WRITTEN REQUEST: Convert every item below into a JSON array of strings with one string per line, omitting blank lines.

PROVIDED DATA:
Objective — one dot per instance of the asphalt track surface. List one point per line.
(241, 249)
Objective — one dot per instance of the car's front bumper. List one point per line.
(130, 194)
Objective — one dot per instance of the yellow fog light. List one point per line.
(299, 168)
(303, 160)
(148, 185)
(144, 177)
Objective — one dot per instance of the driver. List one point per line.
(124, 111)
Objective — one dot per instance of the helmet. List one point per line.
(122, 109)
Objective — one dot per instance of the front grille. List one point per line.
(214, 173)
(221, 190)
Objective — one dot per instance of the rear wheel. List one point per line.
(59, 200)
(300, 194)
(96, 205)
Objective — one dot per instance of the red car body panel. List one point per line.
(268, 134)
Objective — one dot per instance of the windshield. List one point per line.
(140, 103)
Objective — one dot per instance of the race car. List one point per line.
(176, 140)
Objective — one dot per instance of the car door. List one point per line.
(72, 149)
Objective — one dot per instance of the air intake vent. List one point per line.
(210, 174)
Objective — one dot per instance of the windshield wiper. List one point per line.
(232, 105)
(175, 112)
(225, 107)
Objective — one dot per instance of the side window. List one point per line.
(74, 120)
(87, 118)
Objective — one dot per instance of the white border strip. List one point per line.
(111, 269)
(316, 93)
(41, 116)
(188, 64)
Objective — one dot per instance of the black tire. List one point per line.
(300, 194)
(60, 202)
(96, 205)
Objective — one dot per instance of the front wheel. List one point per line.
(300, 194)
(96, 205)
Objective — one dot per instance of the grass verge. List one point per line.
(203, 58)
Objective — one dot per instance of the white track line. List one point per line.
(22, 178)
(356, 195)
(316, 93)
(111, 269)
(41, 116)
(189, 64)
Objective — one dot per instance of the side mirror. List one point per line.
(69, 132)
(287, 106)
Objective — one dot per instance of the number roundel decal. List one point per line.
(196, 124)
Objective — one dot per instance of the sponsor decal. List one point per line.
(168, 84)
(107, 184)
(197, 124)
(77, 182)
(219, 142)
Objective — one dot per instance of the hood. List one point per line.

FINAL RESULT:
[
  "Objective — one dot per instance of the asphalt track surface. List one point per line.",
  "(241, 249)",
  "Objective — one dot per instance of the car's front bumper. List one point per line.",
  "(130, 194)",
  "Objective — one dot per instance of the yellow fog light. List one point per line.",
  "(299, 168)",
  "(303, 160)",
  "(148, 185)",
  "(144, 177)",
  "Objective — one dot per instance of the driver. List one point per line.",
  "(124, 111)",
  "Objective — one dot per instance of the helmet. List one point per line.",
  "(122, 109)",
  "Objective — one dot per instance of the front grille. List one point per line.",
  "(214, 173)",
  "(221, 190)",
  "Objective — one dot per instance of the rear wheel. List one point per line.",
  "(59, 200)",
  "(300, 194)",
  "(96, 205)",
  "Objective — one dot per instance of the red car body panel. List one point per line.",
  "(268, 134)",
  "Objective — one dot per instance of the windshield. List one point per line.",
  "(140, 103)",
  "Objective — one dot per instance of the race car. List one point per line.",
  "(176, 140)",
  "Objective — one dot per instance of the car door. List one point per line.",
  "(72, 149)",
  "Objective — one dot per instance of the air intake vent. List one point per line.",
  "(210, 174)",
  "Objective — one dot per instance of the windshield wiper. List one point per line.",
  "(232, 105)",
  "(175, 112)",
  "(225, 107)",
  "Objective — one dot per instance of the side window. List one point per line.",
  "(74, 120)",
  "(87, 118)",
  "Objective — one dot per instance of the white border strip. List one point per line.",
  "(111, 269)",
  "(316, 93)",
  "(41, 116)",
  "(188, 64)",
  "Objective — one dot per instance of the black tire. List one point per line.",
  "(300, 194)",
  "(60, 202)",
  "(96, 205)",
  "Objective — one dot per instance of the front wheel. List one point per line.",
  "(300, 194)",
  "(96, 205)",
  "Objective — one dot per instance of the grass verge. List one point per line.",
  "(203, 58)",
  "Objective — one dot per instance of the white track line. List one point per line.",
  "(22, 178)",
  "(356, 195)",
  "(316, 93)",
  "(111, 269)",
  "(41, 116)",
  "(189, 64)",
  "Objective — one dot per instance of the side mirror. List one point per line.",
  "(69, 132)",
  "(287, 106)",
  "Objective — one dot per instance of the number roundel decal. List one point per line.",
  "(196, 124)",
  "Objective — one dot per instance of the sponsor decal. List one point per line.",
  "(168, 84)",
  "(107, 184)",
  "(197, 124)",
  "(77, 182)",
  "(219, 142)",
  "Objective — one dot per instance of the hood. List one point per line."
]